→ **Problem requirements**
Can you recast the entries below, from the line containing "Reviewer note: check that each instance of the wood door" through the final line of the entries, as a JSON list of strings with one string per line and blank lines omitted?

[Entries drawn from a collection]
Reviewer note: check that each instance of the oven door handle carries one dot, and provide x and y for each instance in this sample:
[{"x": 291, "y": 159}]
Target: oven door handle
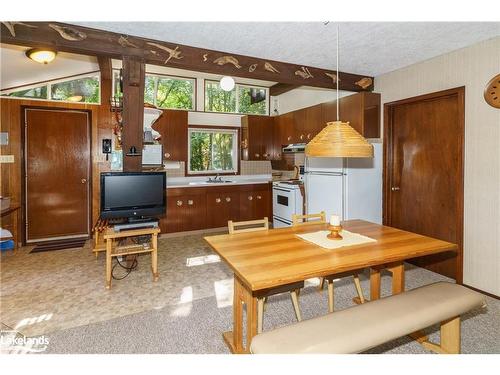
[{"x": 281, "y": 189}]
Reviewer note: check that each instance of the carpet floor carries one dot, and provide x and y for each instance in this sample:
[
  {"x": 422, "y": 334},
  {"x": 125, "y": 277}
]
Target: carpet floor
[
  {"x": 196, "y": 326},
  {"x": 61, "y": 295}
]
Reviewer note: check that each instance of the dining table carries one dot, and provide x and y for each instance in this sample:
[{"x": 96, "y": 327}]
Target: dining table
[{"x": 269, "y": 259}]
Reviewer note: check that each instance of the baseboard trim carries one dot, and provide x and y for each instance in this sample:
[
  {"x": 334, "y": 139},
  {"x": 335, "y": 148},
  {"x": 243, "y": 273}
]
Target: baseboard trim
[{"x": 482, "y": 291}]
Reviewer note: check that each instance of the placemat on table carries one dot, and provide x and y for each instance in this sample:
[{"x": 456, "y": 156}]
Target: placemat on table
[{"x": 348, "y": 239}]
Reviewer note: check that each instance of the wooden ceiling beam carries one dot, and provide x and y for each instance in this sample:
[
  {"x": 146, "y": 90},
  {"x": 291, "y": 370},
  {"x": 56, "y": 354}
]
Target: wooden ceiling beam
[
  {"x": 281, "y": 88},
  {"x": 88, "y": 41}
]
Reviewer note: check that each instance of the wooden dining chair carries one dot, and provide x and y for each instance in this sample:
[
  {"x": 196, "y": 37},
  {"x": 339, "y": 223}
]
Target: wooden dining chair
[
  {"x": 294, "y": 288},
  {"x": 320, "y": 218}
]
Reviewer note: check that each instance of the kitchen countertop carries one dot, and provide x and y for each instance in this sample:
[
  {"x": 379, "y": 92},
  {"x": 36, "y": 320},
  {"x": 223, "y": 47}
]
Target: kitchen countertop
[{"x": 182, "y": 182}]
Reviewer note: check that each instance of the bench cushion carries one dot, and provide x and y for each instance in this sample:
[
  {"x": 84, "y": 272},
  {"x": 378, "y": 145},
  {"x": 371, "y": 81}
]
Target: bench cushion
[{"x": 363, "y": 327}]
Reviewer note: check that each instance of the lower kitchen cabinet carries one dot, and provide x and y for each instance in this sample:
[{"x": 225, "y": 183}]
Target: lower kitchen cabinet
[
  {"x": 222, "y": 206},
  {"x": 195, "y": 208}
]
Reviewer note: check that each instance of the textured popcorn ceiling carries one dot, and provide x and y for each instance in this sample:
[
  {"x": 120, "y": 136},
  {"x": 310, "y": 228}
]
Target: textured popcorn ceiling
[{"x": 370, "y": 48}]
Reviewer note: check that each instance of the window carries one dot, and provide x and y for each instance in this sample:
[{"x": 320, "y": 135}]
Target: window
[
  {"x": 164, "y": 91},
  {"x": 34, "y": 93},
  {"x": 85, "y": 89},
  {"x": 242, "y": 99},
  {"x": 212, "y": 151}
]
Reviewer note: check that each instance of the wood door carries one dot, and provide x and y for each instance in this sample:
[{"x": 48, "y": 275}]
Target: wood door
[
  {"x": 57, "y": 174},
  {"x": 423, "y": 179}
]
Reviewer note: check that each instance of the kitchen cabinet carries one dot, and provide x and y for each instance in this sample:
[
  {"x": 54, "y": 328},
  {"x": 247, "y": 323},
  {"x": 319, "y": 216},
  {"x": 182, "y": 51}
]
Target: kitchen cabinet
[
  {"x": 173, "y": 128},
  {"x": 256, "y": 140},
  {"x": 222, "y": 206},
  {"x": 186, "y": 210},
  {"x": 195, "y": 208}
]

→ **Solution to the problem**
[
  "Reviewer note: check that each instance of the wood door carries one dot, and provide x and y for each instance in this sample:",
  "[{\"x\": 48, \"y\": 275}]",
  "Target: wood door",
  "[",
  "  {\"x\": 57, \"y\": 174},",
  "  {\"x\": 423, \"y\": 179}",
  "]",
  "Reviewer note: check that each instance of the kitchen cabinet carries one dot, and provide x and y for each instance in this sample:",
  "[",
  "  {\"x\": 54, \"y\": 328},",
  "  {\"x\": 247, \"y\": 323},",
  "  {\"x\": 319, \"y\": 216},",
  "  {\"x\": 182, \"y\": 51}",
  "]",
  "Target: kitchen cabinet",
  "[",
  "  {\"x\": 173, \"y\": 128},",
  "  {\"x\": 256, \"y\": 140},",
  "  {\"x\": 222, \"y\": 206},",
  "  {\"x\": 186, \"y\": 210},",
  "  {\"x\": 195, \"y\": 208}",
  "]"
]